## WHAT THE TASK REQUIRES
Return only the line that contains "Target: swan's outstretched wing" and each line after it, through the last line of the data below, copied exactly.

## EXTRACTED INFORMATION

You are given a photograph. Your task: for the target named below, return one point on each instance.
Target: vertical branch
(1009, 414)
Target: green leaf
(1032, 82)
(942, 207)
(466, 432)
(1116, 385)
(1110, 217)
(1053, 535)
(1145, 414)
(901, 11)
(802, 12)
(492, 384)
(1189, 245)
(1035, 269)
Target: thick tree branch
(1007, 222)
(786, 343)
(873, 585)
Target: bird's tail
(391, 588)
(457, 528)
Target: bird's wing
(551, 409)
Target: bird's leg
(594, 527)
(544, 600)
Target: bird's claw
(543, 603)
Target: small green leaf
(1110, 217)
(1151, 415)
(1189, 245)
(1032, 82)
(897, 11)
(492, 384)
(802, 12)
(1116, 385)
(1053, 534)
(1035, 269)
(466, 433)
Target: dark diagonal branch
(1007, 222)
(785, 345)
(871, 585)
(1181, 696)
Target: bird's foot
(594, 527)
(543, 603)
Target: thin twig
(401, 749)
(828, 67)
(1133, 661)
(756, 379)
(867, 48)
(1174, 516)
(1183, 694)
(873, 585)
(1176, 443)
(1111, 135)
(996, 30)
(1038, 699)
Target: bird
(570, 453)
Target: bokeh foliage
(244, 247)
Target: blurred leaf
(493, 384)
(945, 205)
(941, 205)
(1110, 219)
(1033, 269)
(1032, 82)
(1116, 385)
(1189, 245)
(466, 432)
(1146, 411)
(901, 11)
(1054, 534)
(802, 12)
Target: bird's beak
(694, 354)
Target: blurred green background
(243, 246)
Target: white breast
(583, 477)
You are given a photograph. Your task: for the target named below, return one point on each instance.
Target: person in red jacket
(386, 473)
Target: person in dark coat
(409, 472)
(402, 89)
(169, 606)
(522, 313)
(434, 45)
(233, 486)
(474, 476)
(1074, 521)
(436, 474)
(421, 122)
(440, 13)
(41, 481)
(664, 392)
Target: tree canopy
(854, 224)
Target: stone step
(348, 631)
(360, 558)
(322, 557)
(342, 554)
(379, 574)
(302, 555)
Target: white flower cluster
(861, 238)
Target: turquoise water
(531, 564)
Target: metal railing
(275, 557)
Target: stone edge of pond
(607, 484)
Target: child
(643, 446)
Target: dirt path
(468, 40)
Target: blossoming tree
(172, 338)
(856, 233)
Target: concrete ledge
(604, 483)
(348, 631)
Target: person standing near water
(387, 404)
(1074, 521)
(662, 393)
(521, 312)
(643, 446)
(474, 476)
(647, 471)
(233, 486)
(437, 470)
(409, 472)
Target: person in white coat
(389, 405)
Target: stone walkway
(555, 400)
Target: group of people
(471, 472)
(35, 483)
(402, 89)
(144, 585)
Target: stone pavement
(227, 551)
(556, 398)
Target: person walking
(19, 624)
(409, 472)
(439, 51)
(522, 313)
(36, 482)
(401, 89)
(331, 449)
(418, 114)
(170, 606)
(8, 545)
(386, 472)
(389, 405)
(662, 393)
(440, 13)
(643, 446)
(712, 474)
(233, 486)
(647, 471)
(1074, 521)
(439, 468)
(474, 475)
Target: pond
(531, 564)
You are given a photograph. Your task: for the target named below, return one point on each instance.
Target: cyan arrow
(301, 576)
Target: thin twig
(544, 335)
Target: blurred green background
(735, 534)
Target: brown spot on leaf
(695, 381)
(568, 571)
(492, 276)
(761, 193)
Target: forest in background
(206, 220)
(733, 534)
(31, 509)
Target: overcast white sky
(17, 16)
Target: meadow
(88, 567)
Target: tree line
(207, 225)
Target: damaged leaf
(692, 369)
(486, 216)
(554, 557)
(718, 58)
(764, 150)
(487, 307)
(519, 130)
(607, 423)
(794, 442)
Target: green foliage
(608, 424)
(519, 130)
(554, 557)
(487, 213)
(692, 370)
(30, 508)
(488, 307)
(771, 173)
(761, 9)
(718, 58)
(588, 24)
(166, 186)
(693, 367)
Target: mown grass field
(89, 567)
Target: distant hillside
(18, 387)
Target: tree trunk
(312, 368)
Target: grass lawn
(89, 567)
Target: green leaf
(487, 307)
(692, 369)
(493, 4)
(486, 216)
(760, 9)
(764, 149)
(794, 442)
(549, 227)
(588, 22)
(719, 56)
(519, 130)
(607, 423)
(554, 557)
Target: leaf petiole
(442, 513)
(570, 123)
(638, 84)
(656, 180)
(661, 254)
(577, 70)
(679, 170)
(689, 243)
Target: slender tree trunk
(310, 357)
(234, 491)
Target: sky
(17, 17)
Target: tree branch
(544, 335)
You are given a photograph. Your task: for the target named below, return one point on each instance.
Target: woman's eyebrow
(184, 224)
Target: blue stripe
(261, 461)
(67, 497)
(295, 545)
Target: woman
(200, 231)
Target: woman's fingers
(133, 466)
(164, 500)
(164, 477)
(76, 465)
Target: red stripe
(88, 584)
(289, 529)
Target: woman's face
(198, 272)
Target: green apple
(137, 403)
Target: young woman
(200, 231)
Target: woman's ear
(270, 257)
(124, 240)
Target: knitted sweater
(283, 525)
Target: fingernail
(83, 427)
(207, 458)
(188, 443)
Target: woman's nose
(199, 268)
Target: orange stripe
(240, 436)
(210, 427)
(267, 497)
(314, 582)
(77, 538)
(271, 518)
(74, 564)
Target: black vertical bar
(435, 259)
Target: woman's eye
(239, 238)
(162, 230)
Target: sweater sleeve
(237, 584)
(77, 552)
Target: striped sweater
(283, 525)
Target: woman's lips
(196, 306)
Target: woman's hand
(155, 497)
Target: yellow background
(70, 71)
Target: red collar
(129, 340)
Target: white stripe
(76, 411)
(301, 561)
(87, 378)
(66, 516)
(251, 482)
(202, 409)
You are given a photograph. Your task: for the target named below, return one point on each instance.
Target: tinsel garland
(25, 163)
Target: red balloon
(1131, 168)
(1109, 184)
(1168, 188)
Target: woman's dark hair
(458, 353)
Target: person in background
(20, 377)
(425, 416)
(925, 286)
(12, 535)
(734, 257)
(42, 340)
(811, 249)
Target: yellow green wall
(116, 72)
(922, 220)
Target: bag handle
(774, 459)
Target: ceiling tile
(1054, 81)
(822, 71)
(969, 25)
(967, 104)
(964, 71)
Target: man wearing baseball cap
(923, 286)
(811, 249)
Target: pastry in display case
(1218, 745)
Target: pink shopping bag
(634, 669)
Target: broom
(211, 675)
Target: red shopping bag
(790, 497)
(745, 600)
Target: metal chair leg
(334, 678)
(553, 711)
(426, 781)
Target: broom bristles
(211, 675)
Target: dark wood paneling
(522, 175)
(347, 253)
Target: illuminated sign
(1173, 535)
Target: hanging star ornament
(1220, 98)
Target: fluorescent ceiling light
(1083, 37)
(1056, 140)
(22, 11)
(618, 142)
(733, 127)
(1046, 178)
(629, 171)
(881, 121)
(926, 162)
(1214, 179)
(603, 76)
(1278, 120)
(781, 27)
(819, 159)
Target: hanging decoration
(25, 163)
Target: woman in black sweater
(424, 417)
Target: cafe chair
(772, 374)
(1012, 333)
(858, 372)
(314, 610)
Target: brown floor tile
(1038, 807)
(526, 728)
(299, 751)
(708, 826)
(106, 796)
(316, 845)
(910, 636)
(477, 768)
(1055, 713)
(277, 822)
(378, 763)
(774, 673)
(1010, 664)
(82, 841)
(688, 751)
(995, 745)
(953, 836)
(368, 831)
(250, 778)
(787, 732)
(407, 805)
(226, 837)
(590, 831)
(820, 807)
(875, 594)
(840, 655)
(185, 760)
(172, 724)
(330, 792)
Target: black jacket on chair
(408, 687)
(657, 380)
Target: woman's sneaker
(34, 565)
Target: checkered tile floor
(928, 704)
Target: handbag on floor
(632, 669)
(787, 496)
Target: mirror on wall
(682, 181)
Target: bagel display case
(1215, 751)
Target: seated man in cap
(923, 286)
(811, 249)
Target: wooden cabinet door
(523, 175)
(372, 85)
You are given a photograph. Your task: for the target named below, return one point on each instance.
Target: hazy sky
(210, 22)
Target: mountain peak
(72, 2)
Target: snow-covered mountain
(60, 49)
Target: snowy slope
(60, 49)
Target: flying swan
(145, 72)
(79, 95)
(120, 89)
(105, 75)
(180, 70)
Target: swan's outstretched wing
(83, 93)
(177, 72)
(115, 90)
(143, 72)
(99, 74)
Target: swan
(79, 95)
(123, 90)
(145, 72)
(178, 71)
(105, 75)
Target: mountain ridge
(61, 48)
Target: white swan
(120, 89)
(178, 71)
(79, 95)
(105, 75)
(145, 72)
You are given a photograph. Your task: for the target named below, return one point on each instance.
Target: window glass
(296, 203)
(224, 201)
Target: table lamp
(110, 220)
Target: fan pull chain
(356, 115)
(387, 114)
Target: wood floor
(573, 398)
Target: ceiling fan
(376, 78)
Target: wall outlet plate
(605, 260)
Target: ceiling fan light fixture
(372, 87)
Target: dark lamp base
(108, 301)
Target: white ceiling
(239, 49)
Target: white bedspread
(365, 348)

## FINAL RESULT
Target: swan's outstretched wing
(83, 93)
(177, 72)
(115, 90)
(143, 72)
(99, 74)
Target: swan
(79, 95)
(123, 90)
(145, 72)
(178, 71)
(105, 75)
Target: mountain ridge
(61, 48)
Target: white swan
(120, 89)
(178, 71)
(79, 95)
(105, 75)
(145, 72)
You are given a photograph. Your task: for the target named below, return one point on each instance.
Target: window glass
(296, 203)
(224, 201)
Target: table lamp
(110, 220)
Target: fan pull chain
(356, 115)
(387, 114)
Target: wood floor
(573, 398)
Target: ceiling fan
(376, 78)
Target: wall outlet plate
(605, 260)
Target: ceiling fan light fixture
(372, 87)
Target: dark lamp base
(108, 301)
Target: white ceiling
(239, 49)
Target: white bedspread
(365, 348)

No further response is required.